Provided data
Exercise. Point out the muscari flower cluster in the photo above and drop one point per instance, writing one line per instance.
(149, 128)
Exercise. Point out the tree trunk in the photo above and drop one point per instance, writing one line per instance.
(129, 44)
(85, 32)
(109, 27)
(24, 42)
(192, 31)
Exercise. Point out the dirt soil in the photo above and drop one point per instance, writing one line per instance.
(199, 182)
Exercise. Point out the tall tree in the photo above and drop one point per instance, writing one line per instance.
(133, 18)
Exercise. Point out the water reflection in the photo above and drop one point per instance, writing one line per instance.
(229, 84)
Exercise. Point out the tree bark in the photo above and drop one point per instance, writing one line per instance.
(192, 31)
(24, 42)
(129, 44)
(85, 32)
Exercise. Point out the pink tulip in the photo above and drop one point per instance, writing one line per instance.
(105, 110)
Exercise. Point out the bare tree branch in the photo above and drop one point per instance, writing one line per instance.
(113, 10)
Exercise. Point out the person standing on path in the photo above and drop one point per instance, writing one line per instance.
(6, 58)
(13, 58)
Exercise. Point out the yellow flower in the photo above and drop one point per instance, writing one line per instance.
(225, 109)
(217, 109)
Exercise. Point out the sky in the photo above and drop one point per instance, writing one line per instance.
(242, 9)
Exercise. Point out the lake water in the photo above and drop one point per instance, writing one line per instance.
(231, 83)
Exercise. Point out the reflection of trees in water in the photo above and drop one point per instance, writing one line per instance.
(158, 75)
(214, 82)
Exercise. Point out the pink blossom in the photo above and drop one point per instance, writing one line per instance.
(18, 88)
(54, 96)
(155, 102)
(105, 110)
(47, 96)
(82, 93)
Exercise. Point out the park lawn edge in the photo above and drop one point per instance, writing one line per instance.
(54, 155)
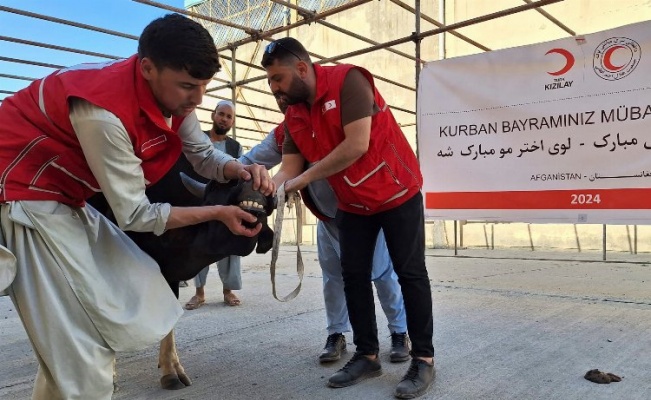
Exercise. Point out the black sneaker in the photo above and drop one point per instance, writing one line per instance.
(357, 369)
(400, 347)
(335, 345)
(418, 378)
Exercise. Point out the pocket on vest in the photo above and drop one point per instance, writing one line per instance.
(371, 188)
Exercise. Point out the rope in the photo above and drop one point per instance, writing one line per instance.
(292, 199)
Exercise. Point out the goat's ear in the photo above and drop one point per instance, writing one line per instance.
(195, 187)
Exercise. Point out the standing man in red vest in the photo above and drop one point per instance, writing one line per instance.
(82, 288)
(338, 120)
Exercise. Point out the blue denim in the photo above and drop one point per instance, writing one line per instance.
(382, 275)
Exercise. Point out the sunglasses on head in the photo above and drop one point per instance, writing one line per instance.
(271, 47)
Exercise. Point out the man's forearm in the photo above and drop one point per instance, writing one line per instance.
(339, 159)
(232, 169)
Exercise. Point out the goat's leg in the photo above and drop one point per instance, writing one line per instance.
(173, 374)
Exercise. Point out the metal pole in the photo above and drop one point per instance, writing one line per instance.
(233, 87)
(417, 64)
(442, 36)
(455, 238)
(603, 244)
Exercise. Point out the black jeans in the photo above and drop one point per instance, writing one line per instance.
(404, 229)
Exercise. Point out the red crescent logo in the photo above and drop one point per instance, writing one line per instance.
(569, 61)
(608, 63)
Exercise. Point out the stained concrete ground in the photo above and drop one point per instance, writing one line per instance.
(507, 325)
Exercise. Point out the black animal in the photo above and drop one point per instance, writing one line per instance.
(182, 252)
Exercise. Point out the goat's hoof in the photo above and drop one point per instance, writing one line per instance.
(173, 382)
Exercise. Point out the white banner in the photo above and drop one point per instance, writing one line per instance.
(553, 132)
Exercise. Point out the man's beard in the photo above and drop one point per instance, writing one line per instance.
(219, 130)
(297, 93)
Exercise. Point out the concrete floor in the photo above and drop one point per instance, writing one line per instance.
(508, 325)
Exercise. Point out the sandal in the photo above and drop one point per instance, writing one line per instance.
(231, 299)
(194, 303)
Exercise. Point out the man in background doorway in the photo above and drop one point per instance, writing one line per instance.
(229, 268)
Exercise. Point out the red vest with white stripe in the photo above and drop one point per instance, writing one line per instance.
(385, 177)
(40, 156)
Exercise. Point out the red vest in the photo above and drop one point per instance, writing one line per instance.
(40, 156)
(385, 177)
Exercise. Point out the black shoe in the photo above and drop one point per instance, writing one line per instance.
(357, 369)
(418, 378)
(335, 345)
(400, 347)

The exercise
Rewrite everything from the line containing "Exercise. Point out the red vest in" down to the end of the data, changing "black shoe" to "dark shoe" and keeping every other word as it is.

Finished answer
Exercise. Point out the red vest in the photo above and drop one point per instance, writing one line per instance.
(40, 156)
(385, 177)
Exercise. Point out the dark shoe in the photo above and drop one point per instance, writing one line per instance.
(357, 369)
(418, 378)
(335, 345)
(400, 347)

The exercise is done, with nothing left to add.